Goal: Beginning with the line that holds "the photo below", set down each line of the data below through the very last, exactly as given, and nothing beyond that.

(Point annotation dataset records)
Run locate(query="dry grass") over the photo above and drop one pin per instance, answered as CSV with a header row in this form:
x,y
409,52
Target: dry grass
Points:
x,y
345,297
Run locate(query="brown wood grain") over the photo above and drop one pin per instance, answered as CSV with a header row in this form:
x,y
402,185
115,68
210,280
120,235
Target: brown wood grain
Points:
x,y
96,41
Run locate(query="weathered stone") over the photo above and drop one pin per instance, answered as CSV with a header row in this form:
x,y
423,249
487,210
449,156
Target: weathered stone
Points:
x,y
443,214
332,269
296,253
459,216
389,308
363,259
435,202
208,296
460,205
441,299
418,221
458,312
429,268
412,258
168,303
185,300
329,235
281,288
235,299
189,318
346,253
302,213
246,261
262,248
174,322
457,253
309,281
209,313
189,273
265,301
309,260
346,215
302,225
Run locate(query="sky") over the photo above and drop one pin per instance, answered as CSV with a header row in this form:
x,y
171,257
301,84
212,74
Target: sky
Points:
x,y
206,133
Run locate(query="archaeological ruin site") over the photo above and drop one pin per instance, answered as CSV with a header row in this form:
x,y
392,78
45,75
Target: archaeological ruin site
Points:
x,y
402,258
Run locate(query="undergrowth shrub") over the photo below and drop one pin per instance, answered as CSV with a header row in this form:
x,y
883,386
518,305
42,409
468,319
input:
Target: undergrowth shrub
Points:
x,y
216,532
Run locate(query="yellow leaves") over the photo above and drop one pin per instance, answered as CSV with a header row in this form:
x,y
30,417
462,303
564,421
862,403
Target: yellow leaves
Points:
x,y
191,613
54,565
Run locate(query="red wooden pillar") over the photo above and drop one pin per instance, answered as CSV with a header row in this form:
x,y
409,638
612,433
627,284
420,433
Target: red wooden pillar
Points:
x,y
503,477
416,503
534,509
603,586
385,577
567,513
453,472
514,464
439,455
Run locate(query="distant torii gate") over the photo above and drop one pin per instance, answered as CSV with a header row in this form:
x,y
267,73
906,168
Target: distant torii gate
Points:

Answer to this problem:
Run locate(query="undergrowth shrub") over the photo below and drop one pin per instance, answered as CSV with a header row in this form:
x,y
883,386
518,305
42,409
468,319
input:
Target: undergrowth shrub
Points:
x,y
216,532
Run locate(query="yellow leaves") over the photo above and drop one pin per instance, answered as CSV with a header row in this form:
x,y
30,417
462,303
564,421
862,403
Target: yellow leaves
Points:
x,y
191,613
54,565
Run locate(query="red wooden pillar") over the photo above and drop one pin per instance, answered as CSV with a header row in this form:
x,y
409,638
612,433
627,284
420,433
Target: red wooden pillar
Points:
x,y
503,477
416,503
534,509
603,586
385,577
567,513
453,472
514,464
439,455
Run locate(query="distant torii gate") over the photo above and drop one pin per instance, answered as CSV with a header row in this form:
x,y
267,73
906,168
Target: distant torii gate
Points:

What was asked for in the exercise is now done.